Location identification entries
--- --- ---

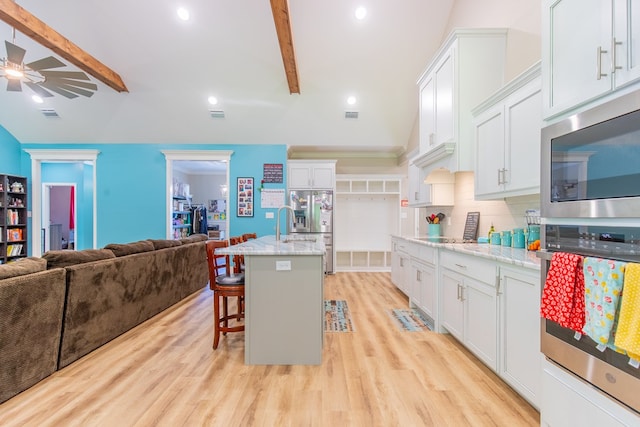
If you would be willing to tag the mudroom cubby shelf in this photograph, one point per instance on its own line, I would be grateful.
(13, 218)
(367, 213)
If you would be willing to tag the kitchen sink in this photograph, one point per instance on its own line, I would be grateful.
(298, 239)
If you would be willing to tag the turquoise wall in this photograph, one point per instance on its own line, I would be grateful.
(9, 153)
(130, 186)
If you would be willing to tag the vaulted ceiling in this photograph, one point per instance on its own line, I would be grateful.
(230, 50)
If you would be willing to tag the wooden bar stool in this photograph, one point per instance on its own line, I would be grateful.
(224, 286)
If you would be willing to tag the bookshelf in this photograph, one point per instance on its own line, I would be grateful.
(13, 218)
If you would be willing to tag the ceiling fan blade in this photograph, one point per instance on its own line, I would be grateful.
(46, 63)
(59, 90)
(14, 85)
(15, 53)
(75, 75)
(40, 91)
(71, 83)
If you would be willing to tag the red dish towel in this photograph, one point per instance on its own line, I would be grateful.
(563, 293)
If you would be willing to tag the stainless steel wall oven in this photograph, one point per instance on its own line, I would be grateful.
(590, 206)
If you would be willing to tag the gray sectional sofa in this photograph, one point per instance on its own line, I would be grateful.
(58, 308)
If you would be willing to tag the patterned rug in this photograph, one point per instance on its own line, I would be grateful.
(410, 320)
(337, 317)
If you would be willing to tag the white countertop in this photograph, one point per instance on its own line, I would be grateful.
(268, 245)
(520, 257)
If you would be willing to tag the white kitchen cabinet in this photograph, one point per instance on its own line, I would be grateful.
(521, 359)
(421, 193)
(452, 303)
(424, 282)
(569, 401)
(308, 175)
(469, 307)
(401, 264)
(468, 67)
(589, 49)
(507, 139)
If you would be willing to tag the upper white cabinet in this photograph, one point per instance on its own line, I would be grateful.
(309, 174)
(468, 68)
(589, 49)
(507, 139)
(438, 191)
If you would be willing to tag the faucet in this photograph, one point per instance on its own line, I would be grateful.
(278, 219)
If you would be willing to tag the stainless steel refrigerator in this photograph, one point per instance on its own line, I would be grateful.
(313, 216)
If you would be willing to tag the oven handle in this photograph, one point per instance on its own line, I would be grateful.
(544, 254)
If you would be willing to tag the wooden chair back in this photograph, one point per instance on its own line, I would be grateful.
(218, 264)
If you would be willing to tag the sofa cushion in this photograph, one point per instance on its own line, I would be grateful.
(122, 249)
(164, 243)
(22, 267)
(64, 258)
(194, 238)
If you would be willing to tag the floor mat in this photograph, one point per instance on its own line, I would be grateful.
(411, 320)
(337, 317)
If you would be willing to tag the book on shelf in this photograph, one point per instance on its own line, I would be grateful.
(13, 217)
(14, 234)
(14, 250)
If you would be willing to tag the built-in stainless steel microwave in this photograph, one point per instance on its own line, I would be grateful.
(590, 163)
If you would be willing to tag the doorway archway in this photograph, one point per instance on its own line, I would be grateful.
(42, 156)
(195, 155)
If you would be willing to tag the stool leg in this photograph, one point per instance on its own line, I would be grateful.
(216, 320)
(225, 310)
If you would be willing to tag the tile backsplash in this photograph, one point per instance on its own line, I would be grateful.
(504, 214)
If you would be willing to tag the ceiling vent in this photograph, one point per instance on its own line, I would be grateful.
(49, 112)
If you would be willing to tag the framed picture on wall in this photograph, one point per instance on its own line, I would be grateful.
(245, 196)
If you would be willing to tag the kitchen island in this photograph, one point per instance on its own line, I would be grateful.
(284, 300)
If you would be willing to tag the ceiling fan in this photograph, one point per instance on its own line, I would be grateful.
(40, 77)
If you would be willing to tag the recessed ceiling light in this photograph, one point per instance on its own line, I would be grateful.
(183, 14)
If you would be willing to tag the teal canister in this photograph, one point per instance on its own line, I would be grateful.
(506, 238)
(534, 233)
(495, 238)
(518, 238)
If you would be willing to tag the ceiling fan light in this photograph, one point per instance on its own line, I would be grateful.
(13, 73)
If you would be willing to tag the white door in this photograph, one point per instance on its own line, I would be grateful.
(490, 151)
(627, 39)
(445, 87)
(452, 291)
(481, 327)
(576, 48)
(522, 149)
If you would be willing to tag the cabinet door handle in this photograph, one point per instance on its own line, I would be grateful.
(614, 57)
(599, 73)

--- --- ---

◆ SHORT PROBLEM ◆
Reproduce the lines word for word, starting at the one holding "If you would be willing to tag the floor" and ending at the final line of the material above.

◆ EXERCISE OUTPUT ◆
If you would be willing to tag the floor mat in this photograph, one point per instance on its own line, I would be grateful.
(411, 320)
(337, 317)
If you would be willing to tag the book on shelf in this photograph, one point per instance on its own line, I would be grateful.
(13, 217)
(14, 234)
(14, 250)
If you would be willing to tag the built-in stainless steel microwave in this photograph, one point per instance on its own line, I would be grateful.
(590, 163)
If you would be willing to tag the doorway archway in this photograph, one point per instance on its own line, I would be grateful.
(42, 156)
(195, 155)
If you would be willing to tag the stool leg in this photograph, one point per instance on its own line, I would be grateful.
(216, 320)
(225, 310)
If you would be willing to tag the tile backsplash in this photograph, one point per instance on its own line, I would be grateful.
(504, 214)
If you would be willing to tag the ceiling vent in this photograph, one point per instance on its own line, I would be grateful.
(49, 112)
If you would be willing to tag the framed picture on wall in this photograph, one point per instance on its own line, I would be grateful.
(245, 196)
If you would be willing to tag the kitchen island in this photograph, one point per instance on its own line, I would be grateful.
(284, 300)
If you would be willing to tag the ceiling fan in this photograph, one point per instance on its own line, I would be grateful.
(40, 77)
If you would be willing to tag the recessed ceiling light in this photograph, one point per instance on its own line, I would be grateful.
(183, 14)
If you would be willing to tag the teal canister in this photograph, one point per instance on its own line, I would be grateful.
(506, 238)
(534, 233)
(495, 238)
(518, 238)
If you would be willing to tag the ceiling fan light in this photograph, one point per instance on its own line, I would be grateful.
(13, 73)
If you would be willing to tag the white door in this photograph, one point per instance on its own line, I would be grateful.
(490, 151)
(627, 39)
(445, 87)
(452, 291)
(481, 327)
(576, 48)
(522, 149)
If you would be willing to tag the cabinet door handle in this photograph, one point per instance on its own line, I would be grateful.
(614, 57)
(599, 73)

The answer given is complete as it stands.